» STORED DATA:
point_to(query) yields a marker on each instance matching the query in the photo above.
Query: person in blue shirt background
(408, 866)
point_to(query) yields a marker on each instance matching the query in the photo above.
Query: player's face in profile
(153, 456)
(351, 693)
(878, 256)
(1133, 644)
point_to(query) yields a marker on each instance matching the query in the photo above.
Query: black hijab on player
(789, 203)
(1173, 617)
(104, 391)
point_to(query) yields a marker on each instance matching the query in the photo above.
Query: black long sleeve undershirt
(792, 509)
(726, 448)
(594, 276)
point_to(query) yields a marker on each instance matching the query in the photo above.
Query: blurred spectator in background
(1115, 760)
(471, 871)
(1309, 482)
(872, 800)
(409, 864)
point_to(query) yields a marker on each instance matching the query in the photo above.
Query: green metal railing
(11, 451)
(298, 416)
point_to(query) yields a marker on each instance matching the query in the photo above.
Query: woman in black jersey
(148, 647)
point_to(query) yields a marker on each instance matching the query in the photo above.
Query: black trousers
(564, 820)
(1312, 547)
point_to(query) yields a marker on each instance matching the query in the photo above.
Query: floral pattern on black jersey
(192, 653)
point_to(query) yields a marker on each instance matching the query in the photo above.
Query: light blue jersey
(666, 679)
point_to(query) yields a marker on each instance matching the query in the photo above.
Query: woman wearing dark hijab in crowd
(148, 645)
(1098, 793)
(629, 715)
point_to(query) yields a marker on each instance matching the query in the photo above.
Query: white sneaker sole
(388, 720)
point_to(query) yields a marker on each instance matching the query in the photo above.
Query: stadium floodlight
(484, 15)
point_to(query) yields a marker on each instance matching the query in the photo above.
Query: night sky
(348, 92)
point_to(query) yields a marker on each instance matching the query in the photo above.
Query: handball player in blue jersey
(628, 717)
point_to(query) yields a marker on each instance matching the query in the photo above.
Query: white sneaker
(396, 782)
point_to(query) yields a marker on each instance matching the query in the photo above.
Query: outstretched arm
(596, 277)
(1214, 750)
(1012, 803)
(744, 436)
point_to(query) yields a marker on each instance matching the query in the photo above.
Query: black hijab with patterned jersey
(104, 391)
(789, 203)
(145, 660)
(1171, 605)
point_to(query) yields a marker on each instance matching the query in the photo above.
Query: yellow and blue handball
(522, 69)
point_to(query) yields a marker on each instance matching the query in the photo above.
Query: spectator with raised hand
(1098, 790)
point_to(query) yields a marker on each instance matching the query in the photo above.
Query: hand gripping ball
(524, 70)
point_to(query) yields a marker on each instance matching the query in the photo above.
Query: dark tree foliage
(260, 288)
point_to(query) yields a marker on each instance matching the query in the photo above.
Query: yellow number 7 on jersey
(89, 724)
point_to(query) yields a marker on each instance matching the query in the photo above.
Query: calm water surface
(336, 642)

» GIVEN TASK: Reproduce the full listing word for word.

» SOLUTION:
point_to(query) yields a marker on each instance matching the query in the photo above.
Query: person in blue shirt background
(408, 866)
point_to(query) yields a marker on each instance matching the query in the photo above.
Query: player's face in profile
(153, 456)
(351, 693)
(878, 256)
(1133, 644)
point_to(query) yields a marker on each instance matching the query in the photo above.
Query: black hijab on player
(789, 203)
(1173, 617)
(104, 391)
point_to(query) yields a marker on each instance matching the query in the photo above.
Query: black long sleeve undershirt
(792, 509)
(726, 448)
(594, 276)
point_to(query) yields a marker on each instance matching the query in the photo above.
Query: blurred spectator in background
(1115, 760)
(471, 871)
(1309, 482)
(872, 800)
(409, 864)
point_to(query) yields a marker on each instance matching the query in the photo above.
Query: green metal railing
(11, 451)
(298, 416)
point_to(query) yields a marker on each instance matching the query in the photo above.
Query: woman in black jersey
(148, 647)
point_to(query) yields a marker on each instance matching the query in the photo above.
Query: black trousers
(564, 820)
(1312, 547)
point_to(query) yields a marker on each instance matching the query in the photo above.
Query: floral pattern on black jersey
(192, 653)
point_to(query) yields a marker on each instance matching the query in the photo above.
Query: light blue jersey
(666, 679)
point_to(query) yields a marker on each instance matching the query in the photo above.
Query: woman wearing dark hijab in crowd
(148, 645)
(1098, 793)
(629, 715)
point_to(query) yields a marker on each instance matching the query in the photo above.
Query: white sneaker sole
(388, 720)
point_to(query) yields a marker on each instance matching the query in the photo above.
Query: stadium floodlight
(484, 15)
point_to(query) yields a marker on each instance matching the query in the photo above.
Query: night sky
(348, 92)
point_to(query) yields a marker on each instance matching the query in the photo above.
Query: handball player in blue jersey
(628, 717)
point_to(query) yields a marker on each instance matching the query in the photo above.
Query: white sneaker
(396, 782)
point_to(query) yields a marker on each instance matching the query in the photo above.
Query: outstretched arm
(596, 277)
(1214, 750)
(1012, 803)
(744, 436)
point_to(query) yields a marker on each instance matching the query in the photo above.
Query: black hijab with patterned jersey
(104, 391)
(789, 203)
(145, 660)
(1171, 605)
point_to(query) yields a marker on each instance matching the query in the photo above.
Query: yellow and blue handball
(522, 69)
point_to(query) yields a marker on each instance matching the query in the photo above.
Query: spectator with raised hand
(1098, 790)
point_to(query) yields a marker on each instance matching the query in the photo above.
Query: hand gripping ball
(524, 70)
point_to(query) yields a marker on each instance matching the query in the photo above.
Query: dark tree foliage
(260, 288)
point_to(query) yields a marker on each instance matching the query in the photo above.
Query: yellow number 7 on jersey
(89, 724)
point_to(query) yields a marker on each instance matching the query in the photo above.
Query: calm water surface
(336, 642)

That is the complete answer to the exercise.